+++ RECORDS PROVIDED +++

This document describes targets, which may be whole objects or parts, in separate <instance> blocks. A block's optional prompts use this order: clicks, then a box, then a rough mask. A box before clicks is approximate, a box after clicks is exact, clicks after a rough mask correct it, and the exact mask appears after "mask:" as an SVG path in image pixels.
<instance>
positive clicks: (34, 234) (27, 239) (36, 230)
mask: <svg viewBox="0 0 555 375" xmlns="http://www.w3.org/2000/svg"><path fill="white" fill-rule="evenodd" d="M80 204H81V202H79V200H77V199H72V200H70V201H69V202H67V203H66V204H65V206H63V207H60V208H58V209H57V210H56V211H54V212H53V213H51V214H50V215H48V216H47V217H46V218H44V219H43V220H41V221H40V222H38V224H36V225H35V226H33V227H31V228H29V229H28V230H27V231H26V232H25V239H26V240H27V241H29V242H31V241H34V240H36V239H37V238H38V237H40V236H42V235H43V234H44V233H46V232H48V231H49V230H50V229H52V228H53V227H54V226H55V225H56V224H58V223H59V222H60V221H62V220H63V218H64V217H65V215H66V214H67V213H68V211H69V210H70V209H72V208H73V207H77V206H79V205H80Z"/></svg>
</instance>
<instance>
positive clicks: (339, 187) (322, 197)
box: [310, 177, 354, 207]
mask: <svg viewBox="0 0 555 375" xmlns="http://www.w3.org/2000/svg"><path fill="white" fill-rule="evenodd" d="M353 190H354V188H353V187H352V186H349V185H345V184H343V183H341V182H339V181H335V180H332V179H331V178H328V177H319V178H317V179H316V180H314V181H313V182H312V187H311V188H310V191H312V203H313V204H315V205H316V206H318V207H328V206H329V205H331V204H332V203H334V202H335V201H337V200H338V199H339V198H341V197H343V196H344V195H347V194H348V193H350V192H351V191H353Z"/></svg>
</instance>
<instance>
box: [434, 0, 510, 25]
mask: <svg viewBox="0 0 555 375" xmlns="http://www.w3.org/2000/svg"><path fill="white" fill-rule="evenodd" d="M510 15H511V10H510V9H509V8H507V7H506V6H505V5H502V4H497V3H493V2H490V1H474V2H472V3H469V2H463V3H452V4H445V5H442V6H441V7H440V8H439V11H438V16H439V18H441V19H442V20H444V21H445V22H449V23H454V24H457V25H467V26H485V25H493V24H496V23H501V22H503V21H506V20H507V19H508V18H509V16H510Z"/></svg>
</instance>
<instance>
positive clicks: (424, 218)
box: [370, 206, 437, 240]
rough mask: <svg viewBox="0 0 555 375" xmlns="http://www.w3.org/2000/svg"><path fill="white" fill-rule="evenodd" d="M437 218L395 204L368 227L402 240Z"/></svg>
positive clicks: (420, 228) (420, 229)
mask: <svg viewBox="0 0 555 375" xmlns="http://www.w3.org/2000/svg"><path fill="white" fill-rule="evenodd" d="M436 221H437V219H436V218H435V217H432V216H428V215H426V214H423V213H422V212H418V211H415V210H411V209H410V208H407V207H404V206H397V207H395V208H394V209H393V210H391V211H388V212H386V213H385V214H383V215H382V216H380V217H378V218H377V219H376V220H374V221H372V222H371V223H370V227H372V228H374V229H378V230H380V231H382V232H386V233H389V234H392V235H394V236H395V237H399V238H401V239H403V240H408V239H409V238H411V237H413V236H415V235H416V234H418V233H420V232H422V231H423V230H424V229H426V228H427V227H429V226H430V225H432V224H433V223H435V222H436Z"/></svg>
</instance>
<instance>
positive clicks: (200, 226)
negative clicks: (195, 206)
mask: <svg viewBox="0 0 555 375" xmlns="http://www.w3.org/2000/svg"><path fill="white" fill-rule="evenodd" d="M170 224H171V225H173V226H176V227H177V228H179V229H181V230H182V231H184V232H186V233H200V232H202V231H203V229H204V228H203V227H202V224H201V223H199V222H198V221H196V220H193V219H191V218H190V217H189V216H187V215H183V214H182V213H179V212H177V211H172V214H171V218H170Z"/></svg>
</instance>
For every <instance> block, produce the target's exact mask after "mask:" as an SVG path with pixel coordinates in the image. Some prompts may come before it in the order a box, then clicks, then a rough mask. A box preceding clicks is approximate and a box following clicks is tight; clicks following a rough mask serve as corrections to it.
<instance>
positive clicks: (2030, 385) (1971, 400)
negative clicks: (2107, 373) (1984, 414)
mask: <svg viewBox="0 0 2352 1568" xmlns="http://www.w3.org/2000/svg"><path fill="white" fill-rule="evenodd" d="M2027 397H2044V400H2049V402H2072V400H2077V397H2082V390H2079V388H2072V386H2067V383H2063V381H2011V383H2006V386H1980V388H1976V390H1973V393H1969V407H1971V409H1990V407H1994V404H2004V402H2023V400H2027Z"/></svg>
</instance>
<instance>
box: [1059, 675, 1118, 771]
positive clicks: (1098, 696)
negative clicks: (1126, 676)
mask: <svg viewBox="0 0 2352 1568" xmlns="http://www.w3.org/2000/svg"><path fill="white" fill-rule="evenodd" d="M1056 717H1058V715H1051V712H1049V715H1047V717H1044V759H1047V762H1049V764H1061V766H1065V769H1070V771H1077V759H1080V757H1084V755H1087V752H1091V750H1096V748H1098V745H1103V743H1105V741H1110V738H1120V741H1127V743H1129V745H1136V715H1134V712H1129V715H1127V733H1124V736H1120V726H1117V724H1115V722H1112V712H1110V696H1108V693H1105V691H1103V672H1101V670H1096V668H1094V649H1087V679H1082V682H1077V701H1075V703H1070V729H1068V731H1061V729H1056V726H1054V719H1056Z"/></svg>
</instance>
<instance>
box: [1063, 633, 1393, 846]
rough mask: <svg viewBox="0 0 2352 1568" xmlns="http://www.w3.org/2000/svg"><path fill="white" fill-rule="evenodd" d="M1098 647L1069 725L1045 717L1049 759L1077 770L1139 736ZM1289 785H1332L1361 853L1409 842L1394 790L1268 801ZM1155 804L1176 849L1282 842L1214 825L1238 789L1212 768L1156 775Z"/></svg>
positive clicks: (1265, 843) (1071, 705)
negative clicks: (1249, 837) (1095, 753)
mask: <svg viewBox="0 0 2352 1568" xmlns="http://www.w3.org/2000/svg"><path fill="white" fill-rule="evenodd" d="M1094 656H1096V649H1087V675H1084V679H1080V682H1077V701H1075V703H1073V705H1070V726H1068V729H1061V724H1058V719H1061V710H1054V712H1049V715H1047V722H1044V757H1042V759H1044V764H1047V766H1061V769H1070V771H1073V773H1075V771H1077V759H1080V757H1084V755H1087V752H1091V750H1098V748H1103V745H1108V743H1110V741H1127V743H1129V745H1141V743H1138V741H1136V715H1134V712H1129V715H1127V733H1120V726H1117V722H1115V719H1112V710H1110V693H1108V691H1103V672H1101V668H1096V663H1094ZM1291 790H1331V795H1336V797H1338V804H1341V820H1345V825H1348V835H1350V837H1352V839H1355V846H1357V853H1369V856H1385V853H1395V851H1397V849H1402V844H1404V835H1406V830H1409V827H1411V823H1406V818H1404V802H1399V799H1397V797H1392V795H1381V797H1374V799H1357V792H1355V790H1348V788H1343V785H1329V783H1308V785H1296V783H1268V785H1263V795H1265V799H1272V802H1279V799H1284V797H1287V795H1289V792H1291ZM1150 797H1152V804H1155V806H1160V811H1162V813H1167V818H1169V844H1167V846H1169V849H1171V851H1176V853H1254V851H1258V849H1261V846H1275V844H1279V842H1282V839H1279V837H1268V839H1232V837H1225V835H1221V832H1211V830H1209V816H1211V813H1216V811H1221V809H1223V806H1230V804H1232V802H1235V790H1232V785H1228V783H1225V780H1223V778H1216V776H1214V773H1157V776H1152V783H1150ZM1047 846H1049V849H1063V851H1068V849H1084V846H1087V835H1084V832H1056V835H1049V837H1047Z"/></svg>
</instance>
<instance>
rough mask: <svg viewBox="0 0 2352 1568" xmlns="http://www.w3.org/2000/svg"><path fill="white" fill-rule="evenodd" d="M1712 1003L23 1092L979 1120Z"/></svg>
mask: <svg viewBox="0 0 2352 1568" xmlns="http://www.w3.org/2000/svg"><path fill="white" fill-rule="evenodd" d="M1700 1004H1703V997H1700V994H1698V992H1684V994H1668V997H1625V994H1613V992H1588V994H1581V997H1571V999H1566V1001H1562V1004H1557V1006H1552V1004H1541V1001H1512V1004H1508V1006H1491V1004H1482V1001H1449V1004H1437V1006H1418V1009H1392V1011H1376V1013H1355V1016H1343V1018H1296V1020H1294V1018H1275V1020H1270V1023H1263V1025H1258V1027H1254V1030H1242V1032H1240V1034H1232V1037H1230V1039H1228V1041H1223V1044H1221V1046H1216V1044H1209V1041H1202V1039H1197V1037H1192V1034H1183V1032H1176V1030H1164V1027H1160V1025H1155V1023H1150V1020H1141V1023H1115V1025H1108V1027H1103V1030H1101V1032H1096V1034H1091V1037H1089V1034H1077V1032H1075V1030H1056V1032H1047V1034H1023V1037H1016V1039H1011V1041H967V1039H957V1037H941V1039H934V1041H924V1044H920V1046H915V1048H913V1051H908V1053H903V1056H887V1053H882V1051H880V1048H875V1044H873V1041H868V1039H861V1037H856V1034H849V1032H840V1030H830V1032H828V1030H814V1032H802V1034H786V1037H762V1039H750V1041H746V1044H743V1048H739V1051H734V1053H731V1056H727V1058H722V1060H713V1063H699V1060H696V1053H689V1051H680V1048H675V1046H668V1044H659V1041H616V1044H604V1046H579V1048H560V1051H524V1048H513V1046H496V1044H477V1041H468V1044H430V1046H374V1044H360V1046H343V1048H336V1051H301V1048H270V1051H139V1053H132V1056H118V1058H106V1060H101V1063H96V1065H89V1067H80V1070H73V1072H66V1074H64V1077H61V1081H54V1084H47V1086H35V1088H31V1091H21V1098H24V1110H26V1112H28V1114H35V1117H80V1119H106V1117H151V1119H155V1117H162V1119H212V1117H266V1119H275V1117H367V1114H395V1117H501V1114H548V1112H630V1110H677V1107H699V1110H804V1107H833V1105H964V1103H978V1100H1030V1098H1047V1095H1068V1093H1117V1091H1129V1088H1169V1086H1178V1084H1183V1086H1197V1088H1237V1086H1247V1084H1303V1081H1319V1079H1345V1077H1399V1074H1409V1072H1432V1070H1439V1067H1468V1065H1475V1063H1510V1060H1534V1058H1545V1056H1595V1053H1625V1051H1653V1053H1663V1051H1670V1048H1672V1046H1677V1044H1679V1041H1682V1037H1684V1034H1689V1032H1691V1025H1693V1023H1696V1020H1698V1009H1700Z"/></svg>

+++

> [TASK DETAILS]: Go through the listing above and find each line containing the string "before"; copy those lines.

> [RESPONSE TO THIS TASK]:
This document describes targets, which may be whole objects or parts, in separate <instance> blocks. A block's optional prompts use this order: clicks, then a box, then a rough mask. A box before clicks is approximate, a box after clicks is exact, clicks after a rough mask correct it, and the exact mask appears after "mask:" as an SVG path in image pixels.
For every <instance> block, produce the target's exact mask after "mask:" as an SVG path with pixel coordinates in the image. Some prompts may come before it in the order a box, then clicks, then a rough mask. A box preceding clicks is approximate and a box following clicks is tight; clicks following a rough mask serve as corrections to it.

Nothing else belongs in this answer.